*GIVEN TEXT*
Have you ever considered what your design might look like through the eyes of a color blind person?
Unfortunately, not everyone can see all the beautiful colors the world has to offer.
In fact, color blindness “affects approximately 1 in 12 men (8%) and 1 in 200 women in the world.”
The most common form is red/green color blindness.
Although designing for the color blind may not be a universal requirement, it’s certainly something different to consider in your design process for print collateral.
Types to Consider
There are many different types of color blindness to consider when preparing printed materials.
People with protanopia see red, orange, and yellow much dimmer than they actually are.
Instead, those colors usually show as black or grey.
In addition, those with protanopia have difficulty seeing the difference in the colors blue, violet, lavender, and purple.
For those with deuteranopia, the colors red, yellow, and green all appear to be the same color.
But unlike protanopia, they experience the colors with full brightness.
As opposed to protanopia and deuteranopia, which are red/green color blind types, tritanopia is a blue/yellow type.
Those with tritanopia have difficulty differentiating between blue and green hues and sometimes yellow and red hues as well.
Tools to Consider
The good news is that there is an easy way to check whether your designs are viewer friendly for the color blind.
Photoshop actually allows you to simulate these experiences by using an option in your proof setup.

*RECORDS SUPPLIED*
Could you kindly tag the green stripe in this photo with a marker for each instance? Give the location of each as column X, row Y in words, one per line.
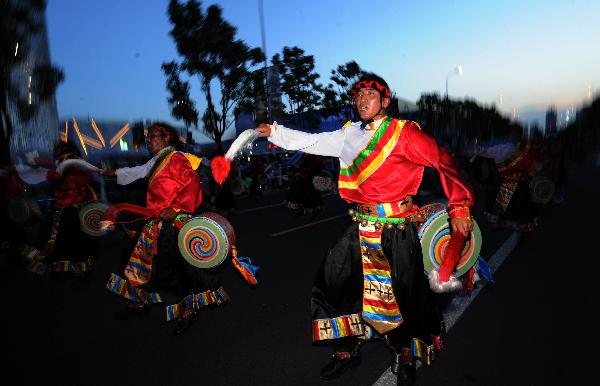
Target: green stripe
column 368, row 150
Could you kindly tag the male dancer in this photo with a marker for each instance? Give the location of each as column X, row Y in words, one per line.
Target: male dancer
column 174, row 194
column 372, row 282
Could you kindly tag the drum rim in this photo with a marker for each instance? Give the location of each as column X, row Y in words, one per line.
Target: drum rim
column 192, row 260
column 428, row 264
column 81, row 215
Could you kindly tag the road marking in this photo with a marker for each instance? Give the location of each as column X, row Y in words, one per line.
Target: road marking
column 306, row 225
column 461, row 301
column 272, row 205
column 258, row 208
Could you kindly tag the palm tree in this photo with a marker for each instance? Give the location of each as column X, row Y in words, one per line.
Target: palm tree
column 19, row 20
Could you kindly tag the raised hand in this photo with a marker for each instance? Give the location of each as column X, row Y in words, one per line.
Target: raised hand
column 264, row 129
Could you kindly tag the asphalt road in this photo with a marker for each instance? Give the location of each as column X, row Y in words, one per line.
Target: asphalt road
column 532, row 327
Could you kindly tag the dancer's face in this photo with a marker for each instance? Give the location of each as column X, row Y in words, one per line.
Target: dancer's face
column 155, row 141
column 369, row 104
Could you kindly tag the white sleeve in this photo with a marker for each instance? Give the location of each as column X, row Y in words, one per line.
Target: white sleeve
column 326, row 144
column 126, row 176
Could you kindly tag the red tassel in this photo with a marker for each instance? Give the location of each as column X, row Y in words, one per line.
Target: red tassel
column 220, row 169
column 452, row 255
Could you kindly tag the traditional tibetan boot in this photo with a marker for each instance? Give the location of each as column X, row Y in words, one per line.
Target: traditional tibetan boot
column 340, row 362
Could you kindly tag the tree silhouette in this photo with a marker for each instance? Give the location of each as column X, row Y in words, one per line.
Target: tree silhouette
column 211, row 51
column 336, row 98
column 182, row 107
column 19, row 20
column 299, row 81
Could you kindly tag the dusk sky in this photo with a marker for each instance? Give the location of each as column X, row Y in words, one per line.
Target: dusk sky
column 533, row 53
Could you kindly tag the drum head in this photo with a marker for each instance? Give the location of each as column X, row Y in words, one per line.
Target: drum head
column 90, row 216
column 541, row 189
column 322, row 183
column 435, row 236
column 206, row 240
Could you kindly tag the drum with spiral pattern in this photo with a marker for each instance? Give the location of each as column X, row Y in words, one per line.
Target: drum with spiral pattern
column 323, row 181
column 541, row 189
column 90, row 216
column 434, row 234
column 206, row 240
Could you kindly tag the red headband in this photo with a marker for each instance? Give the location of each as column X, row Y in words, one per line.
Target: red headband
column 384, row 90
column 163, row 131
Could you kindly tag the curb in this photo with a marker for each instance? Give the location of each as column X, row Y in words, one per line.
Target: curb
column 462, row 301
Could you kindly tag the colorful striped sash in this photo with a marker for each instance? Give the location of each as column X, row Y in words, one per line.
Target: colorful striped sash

*SET TASKS*
1. Summarize the text on color blindness in two sentences.
2. Take the entries starting at the line containing "Could you kindly tag the colorful" and ending at the last line of the entries, and rewrite them with "sash" changed to "belt" and everything else left as it is.

*EXERCISE RESULTS*
1. Color blindness affects about 1 in 12 men and 1 in 200 women, and it is worth considering when designing print collateral. Protanopia and deuteranopia are red/green types and tritanopia is a blue/yellow type, and Photoshop can simulate these experiences through an option in the proof setup.

2.
Could you kindly tag the colorful striped belt in this photo with a marker for each instance? Give the location of each as column X, row Y in words, one per line.
Target: colorful striped belt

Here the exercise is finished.